## PROBLEM STATEMENT
Transcribe every line of the listing below exactly as it appears, but leave out the pictures.

(Part of a data file)
----
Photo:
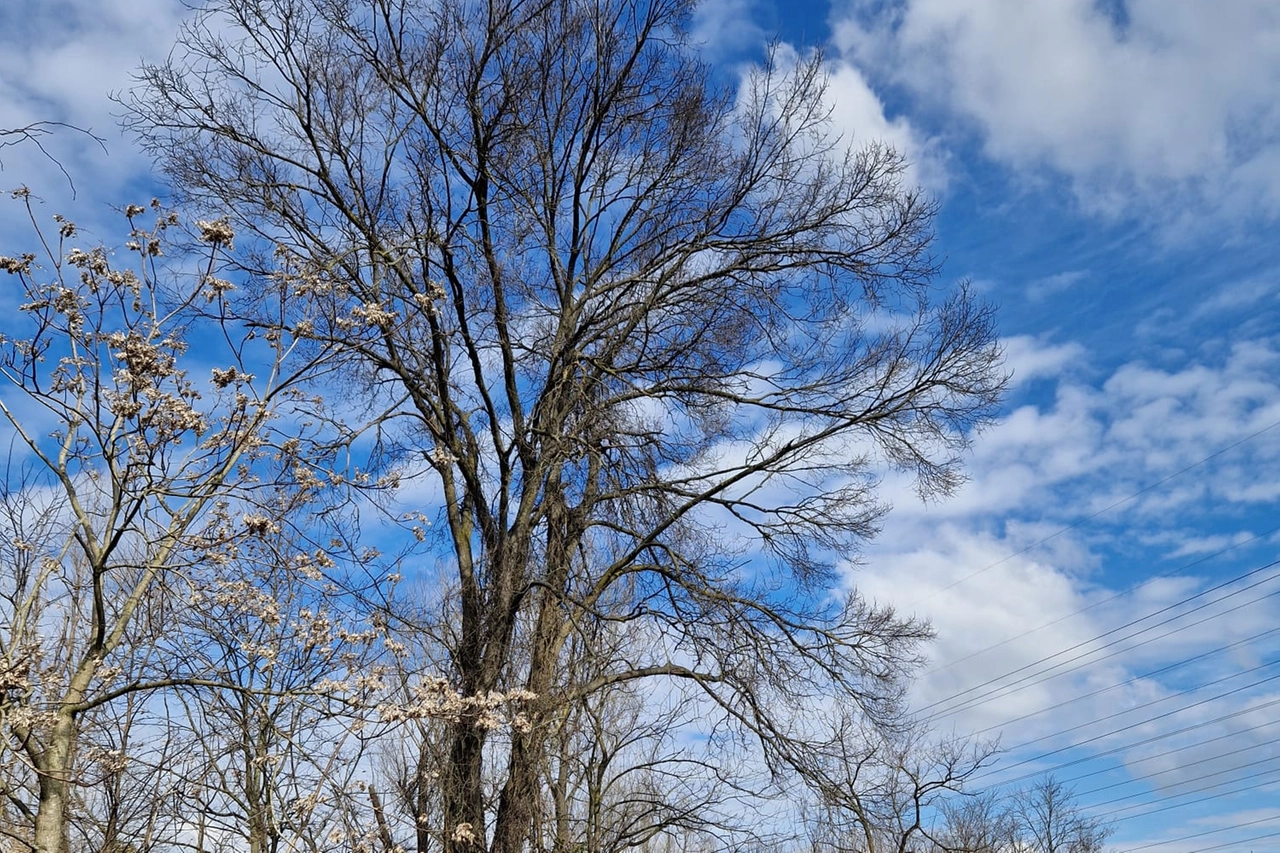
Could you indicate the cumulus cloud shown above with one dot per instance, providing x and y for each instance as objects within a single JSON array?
[
  {"x": 58, "y": 63},
  {"x": 1157, "y": 475},
  {"x": 1134, "y": 101}
]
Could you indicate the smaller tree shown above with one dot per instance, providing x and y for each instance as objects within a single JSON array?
[
  {"x": 1050, "y": 820},
  {"x": 119, "y": 455},
  {"x": 978, "y": 824}
]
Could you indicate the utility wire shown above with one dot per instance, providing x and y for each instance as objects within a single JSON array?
[
  {"x": 1155, "y": 702},
  {"x": 1148, "y": 778},
  {"x": 1165, "y": 753},
  {"x": 1253, "y": 779},
  {"x": 1212, "y": 831},
  {"x": 1138, "y": 585},
  {"x": 1134, "y": 679},
  {"x": 1004, "y": 689},
  {"x": 1123, "y": 747}
]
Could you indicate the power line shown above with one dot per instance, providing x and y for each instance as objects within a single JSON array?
[
  {"x": 1219, "y": 794},
  {"x": 1147, "y": 778},
  {"x": 1166, "y": 698},
  {"x": 1165, "y": 753},
  {"x": 1121, "y": 748},
  {"x": 1004, "y": 689},
  {"x": 1175, "y": 570},
  {"x": 1148, "y": 674},
  {"x": 1214, "y": 831}
]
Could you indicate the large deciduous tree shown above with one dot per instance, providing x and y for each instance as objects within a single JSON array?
[{"x": 649, "y": 338}]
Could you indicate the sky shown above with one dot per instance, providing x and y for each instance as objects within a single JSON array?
[{"x": 1109, "y": 174}]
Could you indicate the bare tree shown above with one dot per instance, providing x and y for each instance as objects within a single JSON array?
[
  {"x": 127, "y": 456},
  {"x": 978, "y": 824},
  {"x": 650, "y": 341},
  {"x": 1050, "y": 820}
]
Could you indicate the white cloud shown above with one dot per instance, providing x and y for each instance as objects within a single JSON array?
[
  {"x": 58, "y": 63},
  {"x": 1019, "y": 578},
  {"x": 1173, "y": 103}
]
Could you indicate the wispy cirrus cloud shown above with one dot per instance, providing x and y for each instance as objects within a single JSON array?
[{"x": 1138, "y": 103}]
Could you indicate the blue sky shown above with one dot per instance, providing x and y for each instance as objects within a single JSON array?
[{"x": 1110, "y": 177}]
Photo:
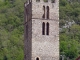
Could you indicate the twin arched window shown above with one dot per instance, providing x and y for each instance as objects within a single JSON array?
[{"x": 45, "y": 28}]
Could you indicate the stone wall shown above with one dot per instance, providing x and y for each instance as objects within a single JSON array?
[
  {"x": 37, "y": 9},
  {"x": 45, "y": 47}
]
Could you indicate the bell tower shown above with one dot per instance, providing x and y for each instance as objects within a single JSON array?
[{"x": 41, "y": 30}]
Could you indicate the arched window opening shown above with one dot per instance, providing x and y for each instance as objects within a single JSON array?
[
  {"x": 43, "y": 28},
  {"x": 44, "y": 12},
  {"x": 47, "y": 12},
  {"x": 45, "y": 0},
  {"x": 47, "y": 28},
  {"x": 37, "y": 0},
  {"x": 52, "y": 1},
  {"x": 37, "y": 58}
]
----
## OUTPUT FOR THIS TASK
Photo:
Could you indicate the cumulus cloud shown above with one dot per instance, providing x and y for each instance as objects within a single JSON array?
[
  {"x": 58, "y": 63},
  {"x": 1157, "y": 475},
  {"x": 1134, "y": 101}
]
Could you indicate the smaller tree shown above with one dot per instance, providing x and y for each instance as objects within a single JSON array?
[
  {"x": 1050, "y": 820},
  {"x": 119, "y": 455},
  {"x": 978, "y": 824}
]
Could you indicate the utility wire shown above with one dot per instance, providing x and y for each instance as objects within a single JSON array?
[
  {"x": 1155, "y": 702},
  {"x": 1148, "y": 778},
  {"x": 1165, "y": 753},
  {"x": 1253, "y": 779},
  {"x": 1212, "y": 831},
  {"x": 1138, "y": 585},
  {"x": 1134, "y": 679},
  {"x": 1004, "y": 689},
  {"x": 1123, "y": 747}
]
Could you indicate the power line shown above with one dot per instance, providing x and y for each instance as objects within a single JSON array?
[
  {"x": 1219, "y": 794},
  {"x": 1147, "y": 778},
  {"x": 1166, "y": 698},
  {"x": 1165, "y": 753},
  {"x": 1121, "y": 748},
  {"x": 1004, "y": 689},
  {"x": 1175, "y": 570},
  {"x": 1148, "y": 674},
  {"x": 1214, "y": 831}
]
Could you indicate the large deciduous tree shown above with one dot per instance, providing x and y for each instance as objects within a single JSON array?
[{"x": 649, "y": 338}]
Could you indicate the sky shown above with one dot per instance, providing x and y for each instance as objects within a single JSON array?
[{"x": 1109, "y": 174}]
Could you indicate the bare tree shown above with one dot per instance, providing x and y for each instance as objects within a single JSON array?
[
  {"x": 127, "y": 456},
  {"x": 978, "y": 824},
  {"x": 650, "y": 341},
  {"x": 1050, "y": 820}
]
Could you indicate the white cloud shown above with one dot per instance, providing x and y for each instance as objects within a single JSON array?
[
  {"x": 58, "y": 63},
  {"x": 1019, "y": 578},
  {"x": 1173, "y": 103}
]
Could you indicate the wispy cirrus cloud shown above with one dot per instance, providing x and y for each instance as objects within a single JSON array?
[{"x": 1138, "y": 103}]
Could you indicate the blue sky shown above with one dot per instance, providing x and y for each instance as objects within a single JSON array?
[{"x": 1110, "y": 177}]
Photo:
Could you indicate the twin arched window shown above with one dot per instance, providing x and y for each instance as objects within a single JSON array?
[{"x": 45, "y": 28}]
Could you indicate the stone wall shown above with one dot per instance, providing x and y for each instance as objects within a single JSON array?
[
  {"x": 37, "y": 9},
  {"x": 45, "y": 47}
]
Could you indicate the bell tower shown above with one dot per instance, providing x and y for each instance as objects within a single JSON array?
[{"x": 41, "y": 30}]
Could you indicate the arched window opening shown above with one dot per instance, providing x and y for each instance as objects within a single JSON array?
[
  {"x": 43, "y": 28},
  {"x": 44, "y": 12},
  {"x": 47, "y": 12},
  {"x": 45, "y": 0},
  {"x": 47, "y": 28},
  {"x": 37, "y": 0},
  {"x": 52, "y": 1},
  {"x": 37, "y": 58}
]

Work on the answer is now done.